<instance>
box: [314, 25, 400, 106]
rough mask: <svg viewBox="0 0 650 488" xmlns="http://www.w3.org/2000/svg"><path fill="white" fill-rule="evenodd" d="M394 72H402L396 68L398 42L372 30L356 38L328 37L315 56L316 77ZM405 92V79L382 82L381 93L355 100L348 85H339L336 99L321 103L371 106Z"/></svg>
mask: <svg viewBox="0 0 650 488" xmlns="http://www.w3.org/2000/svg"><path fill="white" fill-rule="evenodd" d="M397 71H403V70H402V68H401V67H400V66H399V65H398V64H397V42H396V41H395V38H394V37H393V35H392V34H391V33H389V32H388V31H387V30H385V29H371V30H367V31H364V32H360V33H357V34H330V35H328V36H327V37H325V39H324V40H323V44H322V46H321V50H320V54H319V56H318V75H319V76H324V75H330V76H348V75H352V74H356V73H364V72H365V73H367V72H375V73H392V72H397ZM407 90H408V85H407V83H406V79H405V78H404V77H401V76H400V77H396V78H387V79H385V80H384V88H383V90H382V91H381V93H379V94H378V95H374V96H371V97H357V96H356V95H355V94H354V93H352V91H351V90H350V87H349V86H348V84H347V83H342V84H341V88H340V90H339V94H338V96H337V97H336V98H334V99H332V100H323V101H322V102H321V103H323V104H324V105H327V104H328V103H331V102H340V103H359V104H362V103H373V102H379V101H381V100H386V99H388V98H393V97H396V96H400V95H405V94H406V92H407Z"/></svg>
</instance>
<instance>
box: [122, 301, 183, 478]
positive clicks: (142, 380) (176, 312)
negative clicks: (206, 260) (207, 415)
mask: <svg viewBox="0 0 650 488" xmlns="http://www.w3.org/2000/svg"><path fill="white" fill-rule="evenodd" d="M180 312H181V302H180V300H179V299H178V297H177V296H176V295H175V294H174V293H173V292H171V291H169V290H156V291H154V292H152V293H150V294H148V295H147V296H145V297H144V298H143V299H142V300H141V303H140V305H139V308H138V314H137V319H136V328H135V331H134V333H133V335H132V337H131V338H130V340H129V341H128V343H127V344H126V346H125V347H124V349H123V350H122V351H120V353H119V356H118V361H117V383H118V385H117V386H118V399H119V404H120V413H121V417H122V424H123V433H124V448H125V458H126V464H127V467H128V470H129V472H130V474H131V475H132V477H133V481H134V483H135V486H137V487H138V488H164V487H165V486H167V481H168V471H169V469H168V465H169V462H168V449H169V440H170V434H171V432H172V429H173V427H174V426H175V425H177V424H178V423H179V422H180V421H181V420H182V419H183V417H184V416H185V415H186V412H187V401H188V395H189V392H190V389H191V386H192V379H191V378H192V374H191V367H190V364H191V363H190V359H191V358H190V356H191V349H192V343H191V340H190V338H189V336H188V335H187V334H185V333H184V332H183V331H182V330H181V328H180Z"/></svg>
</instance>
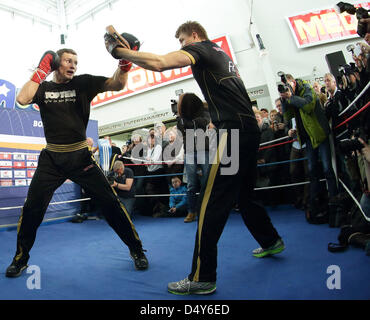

——

§ **What is expected**
Reproduce the listing exactly. The pictures are to be omitted.

§ **Final answer**
<instance>
box: [314, 25, 400, 106]
rough mask: <svg viewBox="0 0 650 488" xmlns="http://www.w3.org/2000/svg"><path fill="white" fill-rule="evenodd" d="M394 72H402L396 68L398 42L372 30L356 38L328 37L315 56L316 77ZM405 92V79L382 82L381 93L355 100L348 85H339L336 99L321 103L371 106Z"/></svg>
mask: <svg viewBox="0 0 650 488" xmlns="http://www.w3.org/2000/svg"><path fill="white" fill-rule="evenodd" d="M397 71H403V70H402V68H401V67H400V66H399V65H398V64H397V42H396V41H395V38H394V37H393V35H392V34H391V33H389V32H388V31H387V30H385V29H371V30H367V31H364V32H360V33H357V34H330V35H328V36H327V37H325V39H324V40H323V44H322V46H321V50H320V54H319V56H318V75H319V76H324V75H330V76H348V75H352V74H356V73H364V72H365V73H367V72H375V73H392V72H397ZM407 90H408V85H407V83H406V79H405V78H404V77H401V76H400V77H396V78H387V79H385V80H384V88H383V90H382V91H381V93H379V94H378V95H374V96H371V97H357V96H356V95H355V94H354V93H352V91H351V90H350V87H349V86H348V84H347V83H342V84H341V88H340V90H339V94H338V96H337V97H336V98H334V99H332V100H323V101H322V102H321V103H323V104H324V105H327V104H328V103H331V102H340V103H359V104H362V103H373V102H379V101H381V100H386V99H388V98H393V97H396V96H400V95H405V94H406V92H407Z"/></svg>
</instance>
<instance>
box: [122, 301, 183, 478]
positive clicks: (142, 380) (176, 312)
negative clicks: (206, 260) (207, 415)
mask: <svg viewBox="0 0 650 488" xmlns="http://www.w3.org/2000/svg"><path fill="white" fill-rule="evenodd" d="M180 312H181V302H180V300H179V299H178V297H177V296H176V295H175V294H174V293H173V292H171V291H169V290H156V291H154V292H152V293H150V294H148V295H147V296H145V297H144V298H143V299H142V300H141V303H140V305H139V308H138V314H137V319H136V328H135V331H134V333H133V335H132V337H131V338H130V340H129V341H128V343H127V344H126V346H125V347H124V349H123V350H122V351H120V353H119V356H118V361H117V383H118V385H117V386H118V399H119V404H120V413H121V417H122V424H123V433H124V448H125V458H126V464H127V467H128V470H129V472H130V474H131V475H132V477H133V481H134V483H135V486H137V487H138V488H164V487H165V486H167V481H168V471H169V469H168V465H169V462H168V449H169V440H170V434H171V432H172V429H173V427H174V426H175V425H177V424H178V423H179V422H180V421H181V420H182V419H183V417H184V416H185V415H186V412H187V401H188V395H189V392H190V389H191V386H192V379H191V378H192V374H191V367H190V364H191V363H190V359H191V358H190V356H191V349H192V343H191V340H190V338H189V336H188V335H187V334H185V333H184V332H183V331H182V330H181V328H180Z"/></svg>
</instance>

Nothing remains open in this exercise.